## ABOUT THIS EXERCISE
Reading the records below, count the lines in which the string "background" appears; write the number only.

Stored data entries
++++++++++++++++++++

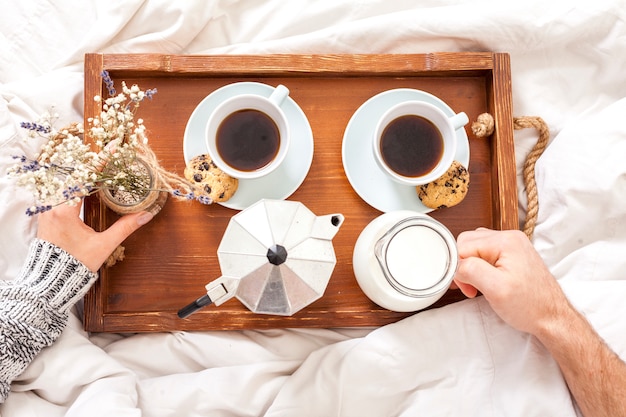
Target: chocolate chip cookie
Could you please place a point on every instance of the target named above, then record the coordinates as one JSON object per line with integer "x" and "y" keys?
{"x": 448, "y": 190}
{"x": 202, "y": 172}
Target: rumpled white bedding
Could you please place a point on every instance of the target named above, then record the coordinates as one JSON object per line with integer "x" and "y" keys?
{"x": 568, "y": 66}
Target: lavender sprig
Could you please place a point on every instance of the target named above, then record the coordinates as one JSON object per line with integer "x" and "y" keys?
{"x": 35, "y": 127}
{"x": 108, "y": 82}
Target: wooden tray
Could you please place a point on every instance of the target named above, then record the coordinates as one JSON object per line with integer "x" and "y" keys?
{"x": 169, "y": 261}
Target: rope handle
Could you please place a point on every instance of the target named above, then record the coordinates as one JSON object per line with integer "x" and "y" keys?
{"x": 485, "y": 126}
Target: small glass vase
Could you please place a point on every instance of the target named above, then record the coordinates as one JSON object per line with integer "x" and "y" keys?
{"x": 125, "y": 202}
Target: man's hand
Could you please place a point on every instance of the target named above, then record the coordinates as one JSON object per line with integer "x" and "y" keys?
{"x": 506, "y": 269}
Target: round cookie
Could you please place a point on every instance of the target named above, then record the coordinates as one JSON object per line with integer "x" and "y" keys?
{"x": 446, "y": 191}
{"x": 202, "y": 172}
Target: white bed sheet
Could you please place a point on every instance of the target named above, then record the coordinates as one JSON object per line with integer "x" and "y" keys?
{"x": 568, "y": 66}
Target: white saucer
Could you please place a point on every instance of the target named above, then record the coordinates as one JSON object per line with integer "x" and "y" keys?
{"x": 366, "y": 178}
{"x": 277, "y": 185}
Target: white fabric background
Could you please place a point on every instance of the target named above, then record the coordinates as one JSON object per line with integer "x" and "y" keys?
{"x": 568, "y": 60}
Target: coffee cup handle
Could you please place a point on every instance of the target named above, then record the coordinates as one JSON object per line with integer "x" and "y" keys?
{"x": 279, "y": 95}
{"x": 459, "y": 120}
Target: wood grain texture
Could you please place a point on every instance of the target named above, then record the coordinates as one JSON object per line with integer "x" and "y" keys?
{"x": 169, "y": 261}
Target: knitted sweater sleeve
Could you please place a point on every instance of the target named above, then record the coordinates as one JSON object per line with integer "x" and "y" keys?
{"x": 34, "y": 307}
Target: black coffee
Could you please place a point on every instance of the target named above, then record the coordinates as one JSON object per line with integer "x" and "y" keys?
{"x": 411, "y": 146}
{"x": 247, "y": 140}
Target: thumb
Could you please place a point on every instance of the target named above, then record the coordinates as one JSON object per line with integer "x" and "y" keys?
{"x": 473, "y": 275}
{"x": 124, "y": 227}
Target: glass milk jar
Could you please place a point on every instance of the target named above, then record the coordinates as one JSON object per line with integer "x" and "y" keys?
{"x": 404, "y": 260}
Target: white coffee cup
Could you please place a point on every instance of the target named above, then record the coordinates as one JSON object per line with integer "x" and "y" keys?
{"x": 240, "y": 134}
{"x": 415, "y": 142}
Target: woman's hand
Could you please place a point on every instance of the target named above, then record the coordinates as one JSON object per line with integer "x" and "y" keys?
{"x": 63, "y": 227}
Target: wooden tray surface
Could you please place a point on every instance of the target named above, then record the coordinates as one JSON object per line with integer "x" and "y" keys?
{"x": 168, "y": 262}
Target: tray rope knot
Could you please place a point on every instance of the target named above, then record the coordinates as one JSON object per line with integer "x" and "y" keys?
{"x": 485, "y": 125}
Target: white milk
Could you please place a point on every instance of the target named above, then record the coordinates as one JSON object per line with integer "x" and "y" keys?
{"x": 418, "y": 257}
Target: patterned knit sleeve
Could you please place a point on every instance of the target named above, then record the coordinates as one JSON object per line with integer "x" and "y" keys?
{"x": 34, "y": 307}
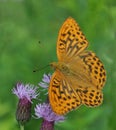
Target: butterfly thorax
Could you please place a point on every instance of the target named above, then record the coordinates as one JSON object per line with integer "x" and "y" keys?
{"x": 61, "y": 66}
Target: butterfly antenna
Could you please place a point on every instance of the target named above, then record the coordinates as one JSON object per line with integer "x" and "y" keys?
{"x": 39, "y": 69}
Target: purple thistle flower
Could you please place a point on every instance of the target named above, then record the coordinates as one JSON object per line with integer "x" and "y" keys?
{"x": 45, "y": 81}
{"x": 25, "y": 93}
{"x": 44, "y": 110}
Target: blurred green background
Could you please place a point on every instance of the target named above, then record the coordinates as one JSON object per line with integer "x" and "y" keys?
{"x": 28, "y": 36}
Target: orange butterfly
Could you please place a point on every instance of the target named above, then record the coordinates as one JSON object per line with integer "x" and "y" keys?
{"x": 79, "y": 74}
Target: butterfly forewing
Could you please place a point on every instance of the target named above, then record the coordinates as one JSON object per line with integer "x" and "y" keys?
{"x": 62, "y": 97}
{"x": 71, "y": 40}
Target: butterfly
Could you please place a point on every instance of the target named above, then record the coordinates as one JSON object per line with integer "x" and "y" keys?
{"x": 79, "y": 74}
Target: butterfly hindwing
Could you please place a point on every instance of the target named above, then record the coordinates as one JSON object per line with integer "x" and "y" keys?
{"x": 71, "y": 40}
{"x": 95, "y": 68}
{"x": 61, "y": 95}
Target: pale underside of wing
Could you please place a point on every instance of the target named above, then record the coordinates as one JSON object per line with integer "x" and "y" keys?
{"x": 63, "y": 98}
{"x": 71, "y": 40}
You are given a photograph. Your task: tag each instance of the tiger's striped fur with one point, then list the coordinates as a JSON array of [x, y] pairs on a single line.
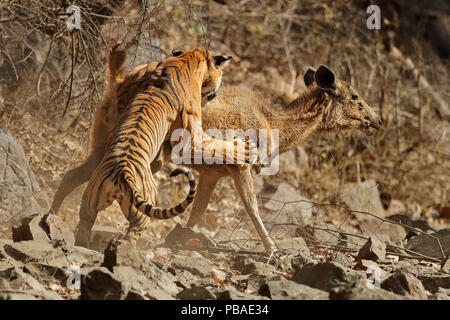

++++++++++++++++++++

## WRITTEN ANSWER
2